Render every line of the records below as a Markdown table with the columns Row and Record line, numbering each row and leaving out blank lines.

****************************************

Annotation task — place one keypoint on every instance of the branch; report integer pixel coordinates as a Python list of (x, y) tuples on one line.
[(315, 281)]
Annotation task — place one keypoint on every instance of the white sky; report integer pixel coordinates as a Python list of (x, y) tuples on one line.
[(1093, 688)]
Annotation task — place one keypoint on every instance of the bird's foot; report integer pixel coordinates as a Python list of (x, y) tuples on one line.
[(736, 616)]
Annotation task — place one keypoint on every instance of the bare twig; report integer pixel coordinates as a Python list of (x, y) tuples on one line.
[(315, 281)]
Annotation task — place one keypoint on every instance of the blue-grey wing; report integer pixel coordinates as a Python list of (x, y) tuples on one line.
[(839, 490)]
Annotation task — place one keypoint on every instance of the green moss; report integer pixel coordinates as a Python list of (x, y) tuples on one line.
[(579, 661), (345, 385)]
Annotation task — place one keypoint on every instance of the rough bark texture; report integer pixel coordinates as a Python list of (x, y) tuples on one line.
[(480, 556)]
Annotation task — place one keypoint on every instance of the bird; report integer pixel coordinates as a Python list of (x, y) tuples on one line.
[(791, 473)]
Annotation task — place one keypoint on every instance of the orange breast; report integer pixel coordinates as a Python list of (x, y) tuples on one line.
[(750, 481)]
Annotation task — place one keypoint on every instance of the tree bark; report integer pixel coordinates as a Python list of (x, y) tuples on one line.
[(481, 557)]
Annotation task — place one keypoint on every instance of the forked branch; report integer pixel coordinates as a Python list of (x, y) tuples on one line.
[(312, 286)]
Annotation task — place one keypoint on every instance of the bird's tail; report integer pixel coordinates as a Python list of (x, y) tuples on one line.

****************************************

**Answer to the task**
| Row | Record line |
|---|---|
| 1 | Annotation task — place one keypoint on every instance of the branch; report integer pixel coordinates as a Python list of (x, y) tuples on one line. |
| 2 | [(315, 281)] |
| 3 | Annotation task — place one keypoint on every instance of the white sky; report integer pixel coordinates as a Python list of (x, y) tuples on one line. |
| 4 | [(1093, 688)] |
| 5 | Annotation task — place one keypoint on every instance of the bird's foot; report integer pixel coordinates as a Python list of (x, y) tuples on one line. |
| 6 | [(736, 616)] |
| 7 | Annotation task — place one keypoint on every instance of the bare twig; report integer pixel coordinates as a Python list of (x, y) tuples on one line. |
| 8 | [(315, 281)] |
| 9 | Annotation task — place one keypoint on every instance of the blue-grey wing; report integer pixel coordinates as a Python list of (x, y) tuples on one line. |
| 10 | [(839, 490)] |
| 11 | Annotation task — place one keypoint on every instance of the green moss; report integer pixel coordinates as a Python list of (x, y) tuples on one line. |
| 12 | [(579, 661), (345, 385)] |
| 13 | Annotation task — place one keypoint on every instance of the rough bark texture; report integer pixel coordinates as a Python list of (x, y) tuples on one line. |
| 14 | [(480, 556)] |
| 15 | Annotation task — place one keypoint on every instance of the bird; report integer pixel coordinates as a Python list of (x, y) tuples on one line. |
| 16 | [(791, 473)] |
| 17 | Annotation task — place one keypoint on every instance of the orange breast; report integer pixel coordinates as a Python list of (x, y) tuples on one line. |
| 18 | [(750, 481)] |
| 19 | Annotation task — place one keypoint on every instance of the tree bark; report integer pixel coordinates as a Python list of (x, y) tuples on one line. |
| 20 | [(481, 557)] |
| 21 | Annotation task — place one keypoint on every instance of the forked branch; report integer pixel coordinates as a Python list of (x, y) tuples on one line. |
| 22 | [(312, 286)] |
| 23 | Annotation task — place one keypoint on every instance of the bird's tail; report integer pixel coordinates as a Python list of (x, y) tuples on one line. |